Assigned task: An exact repetition of the records is required. Leave nothing out.

(Items from a data source)
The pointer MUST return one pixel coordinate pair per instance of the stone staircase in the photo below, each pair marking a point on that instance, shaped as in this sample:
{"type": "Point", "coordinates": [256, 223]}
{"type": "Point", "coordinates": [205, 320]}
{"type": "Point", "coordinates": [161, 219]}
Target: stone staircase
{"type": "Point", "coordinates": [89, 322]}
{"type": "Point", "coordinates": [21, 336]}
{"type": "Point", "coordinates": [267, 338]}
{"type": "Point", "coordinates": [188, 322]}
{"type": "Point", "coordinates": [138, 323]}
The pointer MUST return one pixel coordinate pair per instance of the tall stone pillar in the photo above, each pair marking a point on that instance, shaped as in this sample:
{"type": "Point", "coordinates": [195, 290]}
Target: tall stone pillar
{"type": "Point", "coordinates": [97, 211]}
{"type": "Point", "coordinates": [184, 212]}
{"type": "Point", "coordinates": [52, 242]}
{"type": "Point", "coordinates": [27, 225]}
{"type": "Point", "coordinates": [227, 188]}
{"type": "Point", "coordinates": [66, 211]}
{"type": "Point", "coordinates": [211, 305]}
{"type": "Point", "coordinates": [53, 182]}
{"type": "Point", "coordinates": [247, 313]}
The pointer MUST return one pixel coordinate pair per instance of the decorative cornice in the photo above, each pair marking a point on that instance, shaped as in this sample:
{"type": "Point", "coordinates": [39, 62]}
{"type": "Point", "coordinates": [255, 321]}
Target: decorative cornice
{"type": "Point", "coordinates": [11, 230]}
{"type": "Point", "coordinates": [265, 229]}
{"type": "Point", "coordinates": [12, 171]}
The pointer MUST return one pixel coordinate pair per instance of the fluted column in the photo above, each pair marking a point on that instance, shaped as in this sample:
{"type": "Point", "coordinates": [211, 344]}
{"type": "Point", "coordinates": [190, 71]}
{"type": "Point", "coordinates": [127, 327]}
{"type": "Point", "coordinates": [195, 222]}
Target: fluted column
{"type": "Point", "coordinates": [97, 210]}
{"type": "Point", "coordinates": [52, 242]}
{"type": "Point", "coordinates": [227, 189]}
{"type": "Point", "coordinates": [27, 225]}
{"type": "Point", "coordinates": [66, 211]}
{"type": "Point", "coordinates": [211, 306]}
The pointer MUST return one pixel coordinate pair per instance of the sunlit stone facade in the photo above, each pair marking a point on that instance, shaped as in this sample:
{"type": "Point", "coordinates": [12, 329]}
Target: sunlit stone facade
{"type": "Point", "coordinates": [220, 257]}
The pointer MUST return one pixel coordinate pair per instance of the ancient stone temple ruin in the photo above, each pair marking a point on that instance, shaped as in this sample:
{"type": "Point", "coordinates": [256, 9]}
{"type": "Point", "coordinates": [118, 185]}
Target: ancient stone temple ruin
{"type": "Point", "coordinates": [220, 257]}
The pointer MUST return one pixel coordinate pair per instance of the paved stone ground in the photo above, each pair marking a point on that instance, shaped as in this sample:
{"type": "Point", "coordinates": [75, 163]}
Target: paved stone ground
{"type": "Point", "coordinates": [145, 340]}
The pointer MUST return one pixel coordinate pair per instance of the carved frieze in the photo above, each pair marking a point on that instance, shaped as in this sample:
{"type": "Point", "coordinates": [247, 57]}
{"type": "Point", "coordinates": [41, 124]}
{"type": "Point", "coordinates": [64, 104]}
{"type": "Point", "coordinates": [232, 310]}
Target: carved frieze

Finished task:
The pointer MUST return one pixel coordinate pair per instance of the stone staircase in the photo below, each pair marking a point on that instance, shaped as in this sample:
{"type": "Point", "coordinates": [256, 223]}
{"type": "Point", "coordinates": [205, 320]}
{"type": "Point", "coordinates": [161, 219]}
Target: stone staircase
{"type": "Point", "coordinates": [89, 322]}
{"type": "Point", "coordinates": [21, 336]}
{"type": "Point", "coordinates": [267, 338]}
{"type": "Point", "coordinates": [188, 322]}
{"type": "Point", "coordinates": [138, 323]}
The pointer MUST return one pixel coordinate pair per instance of the tall stone pillar in the photo above, each pair marking a point on that instance, shaped as in this sample:
{"type": "Point", "coordinates": [195, 290]}
Target: tall stone pillar
{"type": "Point", "coordinates": [97, 211]}
{"type": "Point", "coordinates": [184, 212]}
{"type": "Point", "coordinates": [52, 242]}
{"type": "Point", "coordinates": [27, 225]}
{"type": "Point", "coordinates": [227, 188]}
{"type": "Point", "coordinates": [66, 211]}
{"type": "Point", "coordinates": [211, 305]}
{"type": "Point", "coordinates": [53, 182]}
{"type": "Point", "coordinates": [247, 313]}
The pointer MUST return one pixel coordinate pair per instance of the decorative cornice in the photo above, each pair marking a point on that instance, shaped as in this sample:
{"type": "Point", "coordinates": [39, 62]}
{"type": "Point", "coordinates": [255, 321]}
Target: decorative cornice
{"type": "Point", "coordinates": [11, 230]}
{"type": "Point", "coordinates": [265, 229]}
{"type": "Point", "coordinates": [12, 171]}
The pointer MUST return one pixel coordinate pair per instance of the fluted column in the photo above, each pair marking a point on that instance, shaped as in this sample:
{"type": "Point", "coordinates": [211, 344]}
{"type": "Point", "coordinates": [190, 71]}
{"type": "Point", "coordinates": [127, 327]}
{"type": "Point", "coordinates": [195, 222]}
Target: fluted column
{"type": "Point", "coordinates": [97, 210]}
{"type": "Point", "coordinates": [52, 242]}
{"type": "Point", "coordinates": [227, 189]}
{"type": "Point", "coordinates": [27, 225]}
{"type": "Point", "coordinates": [66, 211]}
{"type": "Point", "coordinates": [211, 306]}
The pointer MUST return one pixel coordinate pair per instance of the sunlit stone facade in the photo above, each pair marking a point on that instance, shaped as in this sample:
{"type": "Point", "coordinates": [12, 329]}
Target: sunlit stone facade
{"type": "Point", "coordinates": [220, 257]}
The pointer MUST return one pixel coordinate pair per instance of the ancient stone temple ruin in the photo above, each pair marking a point on that instance, shaped as in this sample:
{"type": "Point", "coordinates": [256, 9]}
{"type": "Point", "coordinates": [118, 185]}
Target: ancient stone temple ruin
{"type": "Point", "coordinates": [220, 257]}
The pointer MUST return one pixel coordinate pair per instance of the paved stone ground in the photo above, each pair marking a point on that instance, shaped as in this sample:
{"type": "Point", "coordinates": [75, 163]}
Target: paved stone ground
{"type": "Point", "coordinates": [145, 340]}
The pointer MUST return one pixel coordinate pair per instance of the carved frieze in the photo above, each pair marking a point on that instance, shaped as in this sample:
{"type": "Point", "coordinates": [247, 57]}
{"type": "Point", "coordinates": [41, 124]}
{"type": "Point", "coordinates": [64, 104]}
{"type": "Point", "coordinates": [232, 310]}
Target: carved frieze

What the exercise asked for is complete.